Dataset entries
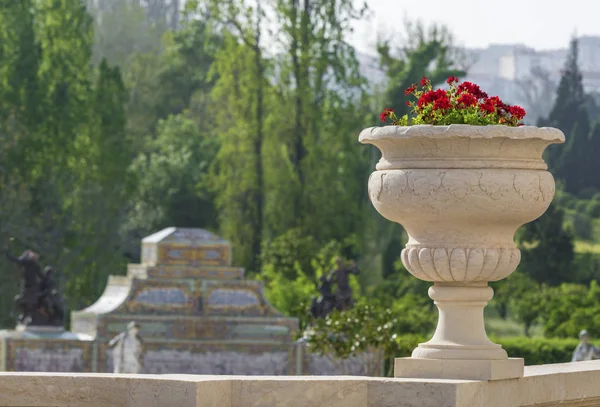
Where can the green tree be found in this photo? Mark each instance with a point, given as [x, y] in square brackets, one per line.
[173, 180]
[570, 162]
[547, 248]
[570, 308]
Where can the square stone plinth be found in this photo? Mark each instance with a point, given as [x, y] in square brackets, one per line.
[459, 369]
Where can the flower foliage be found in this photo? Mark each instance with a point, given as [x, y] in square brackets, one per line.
...
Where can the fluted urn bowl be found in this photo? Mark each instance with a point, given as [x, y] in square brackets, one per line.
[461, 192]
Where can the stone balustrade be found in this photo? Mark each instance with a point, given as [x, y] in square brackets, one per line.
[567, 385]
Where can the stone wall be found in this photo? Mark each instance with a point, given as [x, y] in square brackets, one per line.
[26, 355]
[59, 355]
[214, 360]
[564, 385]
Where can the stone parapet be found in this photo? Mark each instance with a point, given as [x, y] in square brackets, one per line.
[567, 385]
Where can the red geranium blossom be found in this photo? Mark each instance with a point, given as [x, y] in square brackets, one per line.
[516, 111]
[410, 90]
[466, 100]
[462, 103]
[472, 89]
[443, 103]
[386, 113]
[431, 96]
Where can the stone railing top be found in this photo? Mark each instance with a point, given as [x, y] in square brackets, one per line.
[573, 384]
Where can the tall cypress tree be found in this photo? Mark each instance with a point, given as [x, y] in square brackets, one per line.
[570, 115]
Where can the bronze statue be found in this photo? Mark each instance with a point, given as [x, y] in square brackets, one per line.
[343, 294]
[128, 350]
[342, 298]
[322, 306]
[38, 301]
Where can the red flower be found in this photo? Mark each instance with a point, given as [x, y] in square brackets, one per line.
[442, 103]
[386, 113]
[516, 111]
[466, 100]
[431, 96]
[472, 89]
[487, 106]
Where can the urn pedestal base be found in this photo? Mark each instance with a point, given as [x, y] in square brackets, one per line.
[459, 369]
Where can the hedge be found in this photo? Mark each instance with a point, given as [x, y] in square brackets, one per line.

- _Work to complete_: From the entries above, print the lines beginning at the one with "Where can the green" and stopping after the one with "Where can the flower", exactly as written and with nothing else.

- _Task result_:
Where can the green tree be found in this photo? Mark each instance with a point, given as [x, y] in square brackets, one per line.
[173, 180]
[570, 162]
[547, 248]
[570, 308]
Where can the square stone plinth be found in this photo? Mark each instance with a point, given as [x, y] in square brackets, one per line.
[459, 369]
Where can the flower foliage be found in this photo? Mark each instance with a point, given as [x, y] in square brackets, one per line.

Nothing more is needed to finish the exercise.